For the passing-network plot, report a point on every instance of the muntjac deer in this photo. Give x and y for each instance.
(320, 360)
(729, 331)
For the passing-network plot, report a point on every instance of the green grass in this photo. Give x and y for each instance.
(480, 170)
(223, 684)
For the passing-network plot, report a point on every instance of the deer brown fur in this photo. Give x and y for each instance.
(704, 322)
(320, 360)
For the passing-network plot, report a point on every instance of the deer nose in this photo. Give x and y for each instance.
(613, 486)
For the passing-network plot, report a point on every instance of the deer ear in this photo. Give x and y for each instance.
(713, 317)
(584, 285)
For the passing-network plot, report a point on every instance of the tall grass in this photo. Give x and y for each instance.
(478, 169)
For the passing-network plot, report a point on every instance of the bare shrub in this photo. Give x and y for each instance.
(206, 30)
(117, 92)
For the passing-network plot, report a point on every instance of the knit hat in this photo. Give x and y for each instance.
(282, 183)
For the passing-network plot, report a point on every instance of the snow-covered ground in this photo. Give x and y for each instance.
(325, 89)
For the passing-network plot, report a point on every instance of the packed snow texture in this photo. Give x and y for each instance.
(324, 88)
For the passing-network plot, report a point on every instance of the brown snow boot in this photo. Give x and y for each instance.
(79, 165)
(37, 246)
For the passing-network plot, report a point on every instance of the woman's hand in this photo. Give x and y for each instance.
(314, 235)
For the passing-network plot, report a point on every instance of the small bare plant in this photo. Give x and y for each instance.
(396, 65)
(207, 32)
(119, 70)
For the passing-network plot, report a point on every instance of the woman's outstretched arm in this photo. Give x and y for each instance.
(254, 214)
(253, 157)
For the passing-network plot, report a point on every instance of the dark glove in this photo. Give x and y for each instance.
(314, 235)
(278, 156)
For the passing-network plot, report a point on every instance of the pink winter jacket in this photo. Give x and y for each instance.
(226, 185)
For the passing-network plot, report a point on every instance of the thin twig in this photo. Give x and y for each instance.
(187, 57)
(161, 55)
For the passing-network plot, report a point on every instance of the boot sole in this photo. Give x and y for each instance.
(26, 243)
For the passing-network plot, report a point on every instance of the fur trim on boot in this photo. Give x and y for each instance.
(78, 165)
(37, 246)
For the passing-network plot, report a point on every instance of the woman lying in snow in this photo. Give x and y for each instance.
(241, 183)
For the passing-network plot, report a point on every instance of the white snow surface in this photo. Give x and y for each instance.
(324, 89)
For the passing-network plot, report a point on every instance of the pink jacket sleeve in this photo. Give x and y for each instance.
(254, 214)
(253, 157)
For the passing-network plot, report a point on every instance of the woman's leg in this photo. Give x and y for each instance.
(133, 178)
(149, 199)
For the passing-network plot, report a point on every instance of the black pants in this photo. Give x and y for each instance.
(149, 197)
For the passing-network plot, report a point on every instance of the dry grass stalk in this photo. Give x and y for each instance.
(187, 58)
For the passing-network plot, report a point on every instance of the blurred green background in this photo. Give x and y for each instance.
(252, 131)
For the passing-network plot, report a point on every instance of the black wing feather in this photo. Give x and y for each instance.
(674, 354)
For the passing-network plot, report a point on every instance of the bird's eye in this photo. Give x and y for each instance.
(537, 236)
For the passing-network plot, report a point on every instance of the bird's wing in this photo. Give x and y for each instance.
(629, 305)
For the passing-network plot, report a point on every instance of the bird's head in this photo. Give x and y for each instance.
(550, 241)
──────────────────────────────
Work to be completed: Every record is to be written out verbatim.

Problem solution:
For the passing-network plot, report a point on every instance of the muntjac deer in this photo. Give x and y for each instance.
(320, 360)
(729, 331)
For the passing-network plot, report a point on every instance of the green grass in this photo. Give x and y for each instance.
(480, 170)
(223, 684)
For the passing-network plot, report a point on every instance of the deer brown fur in this photo. Give x and y for each instance.
(704, 322)
(320, 360)
For the passing-network plot, report a point on every instance of the deer nose in this photo. Give x and y for each instance.
(613, 486)
For the passing-network plot, report a point on every instance of the deer ear in this photo. Give x and y for each instance.
(713, 317)
(584, 285)
For the passing-network plot, report a point on every instance of the tall grass in this photo. Give x and y for each instance.
(478, 169)
For the passing-network plot, report a point on every instance of the bare shrub in this photo. Give x and y for each instance.
(206, 30)
(117, 92)
For the passing-network plot, report a point on every instance of the knit hat in this photo. Give x and y for each instance.
(282, 183)
For the passing-network plot, report a point on every instance of the snow-covered ground in this photo. Give x and y for each instance.
(325, 89)
For the passing-network plot, report a point on every instance of the packed snow texture in this photo. Give x and y for each instance.
(324, 88)
For the passing-network plot, report a point on every instance of the brown snow boot in this photo. Give x and y for each instance.
(79, 165)
(37, 246)
For the passing-network plot, report a point on every instance of the woman's hand in this photo. Give x and y for each instance.
(314, 235)
For the passing-network plot, report a point on every instance of the small bare plant in this photo. Give x and y for each instance.
(396, 65)
(207, 32)
(119, 70)
For the passing-network plot, report a point on every instance of the woman's outstretched arm in this photo. Give x and y for each instance.
(254, 214)
(253, 157)
For the passing-network plot, report a point on every instance of the dark glove in this photo. Give x and y for each instance.
(314, 235)
(278, 156)
For the passing-network plot, report a point on every instance of the pink winter jacket in this photo. Give x and y for each instance.
(226, 185)
For the passing-network plot, report a point on every instance of the thin twig in this photo. Give x and y for each instance.
(187, 57)
(161, 55)
For the passing-network plot, report a point on every instance of the boot sole in this photo. Give x and y for each instance.
(26, 243)
For the passing-network plot, report a point on every instance of the fur trim on boot in this photo. Give x and y for each instance.
(78, 165)
(37, 246)
For the passing-network plot, report a point on every instance of the woman lying in snow in this photo. Give x and y for each instance.
(241, 183)
For the passing-network plot, report a point on every instance of the white snow surface in this photo. Give x and y for each instance.
(324, 89)
For the passing-network plot, report a point on every instance of the pink jacket sleeve in this photo. Give x and y for each instance.
(254, 214)
(253, 157)
For the passing-network plot, report a point on every instance of the woman's leg in this photo. Give x and y for each instance.
(133, 178)
(149, 199)
For the passing-network plot, report a point on every instance of the black pants in this photo. Give x and y for each instance.
(149, 197)
For the passing-network plot, report a point on every instance of the dry grass stalk in this photo. Give x and y for each instance.
(187, 58)
For the passing-network plot, report a point on every instance of the blurred green background in this photo. Give x and y for each instance.
(252, 131)
For the passing-network plot, report a point on every instance of the black wing feather in this photo. Give x and y for each instance.
(674, 354)
For the passing-network plot, report a point on every instance of the bird's eye in this photo. Give x and y for each instance.
(537, 236)
For the passing-network plot, report a point on every instance of the bird's wing in this photo. Give x and y for each instance.
(629, 305)
For the passing-network plot, report a point on every instance of the bird's head in this photo. Give x and y for each instance.
(550, 241)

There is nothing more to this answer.